BRANO ESTRATTO:
Breaking The Ice: Moscow Art 1960-80s, visitabile fino al 28 marzo 2013 all’ultimo piano della galleria, raccoglie una selezione dei principali artisti russi che vissero e lavorarono a Mosca dal 1960 alla fine degli anni Ottanta, focalizzando l’attenzione sulle figure chiave, i noccioli tematici e le prevalenti forme stilistiche di quel periodo. Organizzata in collaborazione con la Tsukanov Family Foundation – organizzazione benefica con sede a Londra che supporta lo sviluppo dell’educazione, dell’arte e della cultura in Russia e in Gran Bretagna – l’esibizione raccoglie quasi 200 opere, provenienti da collezioni private e musei russi, europei e americani. Le opere sono allestite all’interno di un percorso cronologico diviso in sezioni costruite in base alla condivisione, da parte di artisti non necessariamente collegati tra loro, della stessa visione artistica.
Le prime sale riflettono gli sforzi da parte di un folto numero di artisti di ri-esplorare le tradizioni moderniste dopo la morte di Stalin. La Russia rivoluzionaria era stata, infatti, una fucina per l’arte d’avanguardia – in particolare per l’elaborazione dell’astrazione suprematista e costruttivista con Kasimir Malevich ed Alexander Rodchenko – fino a quando la repressione stalinista non aveva obbligato gli artisti a ritornare ad una figurazione realista quanto plumbea, il cosiddetto Realismo Socialista, eleggendola ad unico stile ammesso dallo Stato.

MATERIALE FORNITO:
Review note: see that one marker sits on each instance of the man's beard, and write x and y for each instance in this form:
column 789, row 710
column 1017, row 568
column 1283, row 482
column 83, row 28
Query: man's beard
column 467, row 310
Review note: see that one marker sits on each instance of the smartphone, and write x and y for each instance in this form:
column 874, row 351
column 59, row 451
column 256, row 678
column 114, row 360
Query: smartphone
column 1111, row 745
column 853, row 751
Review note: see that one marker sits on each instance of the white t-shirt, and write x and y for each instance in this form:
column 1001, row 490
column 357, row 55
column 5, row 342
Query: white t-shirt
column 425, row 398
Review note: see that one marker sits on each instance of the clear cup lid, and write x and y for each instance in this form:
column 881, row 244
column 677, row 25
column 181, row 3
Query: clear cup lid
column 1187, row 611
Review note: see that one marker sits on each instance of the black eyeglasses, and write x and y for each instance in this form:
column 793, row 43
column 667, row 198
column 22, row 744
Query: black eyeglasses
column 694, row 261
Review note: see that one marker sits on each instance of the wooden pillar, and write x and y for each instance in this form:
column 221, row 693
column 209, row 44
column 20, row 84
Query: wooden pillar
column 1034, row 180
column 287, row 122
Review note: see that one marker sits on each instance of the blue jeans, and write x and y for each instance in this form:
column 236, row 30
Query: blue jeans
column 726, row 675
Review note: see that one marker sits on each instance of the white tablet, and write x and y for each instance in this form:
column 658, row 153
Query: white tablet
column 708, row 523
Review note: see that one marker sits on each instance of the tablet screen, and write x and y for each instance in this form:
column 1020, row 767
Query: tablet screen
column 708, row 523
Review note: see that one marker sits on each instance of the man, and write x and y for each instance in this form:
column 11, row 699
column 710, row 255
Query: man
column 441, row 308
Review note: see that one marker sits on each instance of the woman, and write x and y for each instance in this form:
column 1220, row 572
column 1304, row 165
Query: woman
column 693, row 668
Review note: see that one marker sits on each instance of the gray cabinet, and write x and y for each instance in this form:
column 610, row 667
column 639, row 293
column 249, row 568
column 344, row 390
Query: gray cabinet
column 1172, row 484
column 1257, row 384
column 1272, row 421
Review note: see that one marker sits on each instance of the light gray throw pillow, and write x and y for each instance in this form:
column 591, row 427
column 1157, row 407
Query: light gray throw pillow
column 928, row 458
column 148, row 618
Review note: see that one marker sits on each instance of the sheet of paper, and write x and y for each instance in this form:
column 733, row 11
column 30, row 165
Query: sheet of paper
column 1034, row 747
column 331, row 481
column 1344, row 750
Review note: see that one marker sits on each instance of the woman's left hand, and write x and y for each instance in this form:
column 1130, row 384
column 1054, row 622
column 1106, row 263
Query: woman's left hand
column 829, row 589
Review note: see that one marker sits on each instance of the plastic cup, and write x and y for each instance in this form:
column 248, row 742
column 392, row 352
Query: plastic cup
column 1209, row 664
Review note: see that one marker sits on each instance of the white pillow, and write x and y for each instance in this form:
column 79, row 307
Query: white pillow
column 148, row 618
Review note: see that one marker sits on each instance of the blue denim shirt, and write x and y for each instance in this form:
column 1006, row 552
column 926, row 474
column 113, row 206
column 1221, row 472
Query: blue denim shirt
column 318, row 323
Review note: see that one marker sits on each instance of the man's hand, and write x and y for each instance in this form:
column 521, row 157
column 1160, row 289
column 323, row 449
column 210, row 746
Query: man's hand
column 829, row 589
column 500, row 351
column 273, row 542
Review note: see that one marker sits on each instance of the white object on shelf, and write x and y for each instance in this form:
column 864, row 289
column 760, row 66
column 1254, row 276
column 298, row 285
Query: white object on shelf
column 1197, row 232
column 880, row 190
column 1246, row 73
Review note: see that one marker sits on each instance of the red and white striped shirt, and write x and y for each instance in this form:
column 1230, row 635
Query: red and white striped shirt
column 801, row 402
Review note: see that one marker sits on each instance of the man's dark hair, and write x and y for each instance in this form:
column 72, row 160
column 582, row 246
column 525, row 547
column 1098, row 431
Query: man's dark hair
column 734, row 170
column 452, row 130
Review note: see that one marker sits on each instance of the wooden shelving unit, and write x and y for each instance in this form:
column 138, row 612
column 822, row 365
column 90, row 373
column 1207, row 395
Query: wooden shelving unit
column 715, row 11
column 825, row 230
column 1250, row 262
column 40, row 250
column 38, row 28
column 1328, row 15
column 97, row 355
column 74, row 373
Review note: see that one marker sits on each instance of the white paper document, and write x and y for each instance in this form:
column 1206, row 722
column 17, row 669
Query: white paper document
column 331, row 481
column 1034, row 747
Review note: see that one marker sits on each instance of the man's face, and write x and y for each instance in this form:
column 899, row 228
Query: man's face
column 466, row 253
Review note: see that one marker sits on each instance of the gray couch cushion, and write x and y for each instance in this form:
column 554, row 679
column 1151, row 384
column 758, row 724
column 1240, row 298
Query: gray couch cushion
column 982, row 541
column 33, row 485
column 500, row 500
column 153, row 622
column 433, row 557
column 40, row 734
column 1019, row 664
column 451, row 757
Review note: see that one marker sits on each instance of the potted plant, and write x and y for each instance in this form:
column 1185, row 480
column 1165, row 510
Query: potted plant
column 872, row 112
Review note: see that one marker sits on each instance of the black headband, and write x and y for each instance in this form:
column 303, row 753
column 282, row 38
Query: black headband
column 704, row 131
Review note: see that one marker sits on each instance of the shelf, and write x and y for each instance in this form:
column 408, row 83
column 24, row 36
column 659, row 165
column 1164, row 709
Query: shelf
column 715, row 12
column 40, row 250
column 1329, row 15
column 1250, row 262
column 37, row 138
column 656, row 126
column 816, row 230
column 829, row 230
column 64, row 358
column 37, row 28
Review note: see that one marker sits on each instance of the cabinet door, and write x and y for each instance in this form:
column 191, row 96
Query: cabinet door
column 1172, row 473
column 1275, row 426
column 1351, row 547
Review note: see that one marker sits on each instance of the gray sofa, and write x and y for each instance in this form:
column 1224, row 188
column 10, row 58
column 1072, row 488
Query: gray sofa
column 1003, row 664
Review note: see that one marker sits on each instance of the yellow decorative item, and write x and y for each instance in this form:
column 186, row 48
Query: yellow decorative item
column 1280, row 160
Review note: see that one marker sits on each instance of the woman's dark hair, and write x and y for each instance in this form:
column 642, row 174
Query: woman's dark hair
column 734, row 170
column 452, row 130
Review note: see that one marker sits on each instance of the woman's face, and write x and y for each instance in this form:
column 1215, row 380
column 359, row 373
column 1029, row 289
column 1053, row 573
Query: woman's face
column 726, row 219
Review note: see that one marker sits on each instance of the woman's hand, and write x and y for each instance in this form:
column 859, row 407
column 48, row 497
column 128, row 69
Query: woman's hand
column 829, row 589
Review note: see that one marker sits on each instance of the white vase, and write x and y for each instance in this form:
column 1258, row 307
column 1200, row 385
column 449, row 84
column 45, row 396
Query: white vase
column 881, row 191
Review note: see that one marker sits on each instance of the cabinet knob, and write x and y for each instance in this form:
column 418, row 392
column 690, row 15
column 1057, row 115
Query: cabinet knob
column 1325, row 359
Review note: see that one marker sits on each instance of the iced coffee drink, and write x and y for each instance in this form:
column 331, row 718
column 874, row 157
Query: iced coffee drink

ESERCIZI PROPOSTI:
• A. Trascriva fedelmente dal brano sulla mostra di arte moscovita tutto ciò che va da "Breaking The Ice: Moscow" fino a "stessa visione artistica.".
• B. Secondo il brano sulla mostra di arte moscovita, quante opere raccoglie l'esposizione?

RISPOSTE SCRITTE:
• A.
Breaking The Ice: Moscow Art 1960-80s, visitabile fino al 28 marzo 2013 all’ultimo piano della galleria, raccoglie una selezione dei principali artisti russi che vissero e lavorarono a Mosca dal 1960 alla fine degli anni Ottanta, focalizzando l’attenzione sulle figure chiave, i noccioli tematici e le prevalenti forme stilistiche di quel periodo. Organizzata in collaborazione con la Tsukanov Family Foundation – organizzazione benefica con sede a Londra che supporta lo sviluppo dell’educazione, dell’arte e della cultura in Russia e in Gran Bretagna – l’esibizione raccoglie quasi 200 opere, provenienti da collezioni private e musei russi, europei e americani. Le opere sono allestite all’interno di un percorso cronologico diviso in sezioni costruite in base alla condivisione, da parte di artisti non necessariamente collegati tra loro, della stessa visione artistica.

• B. Quasi 200 opere.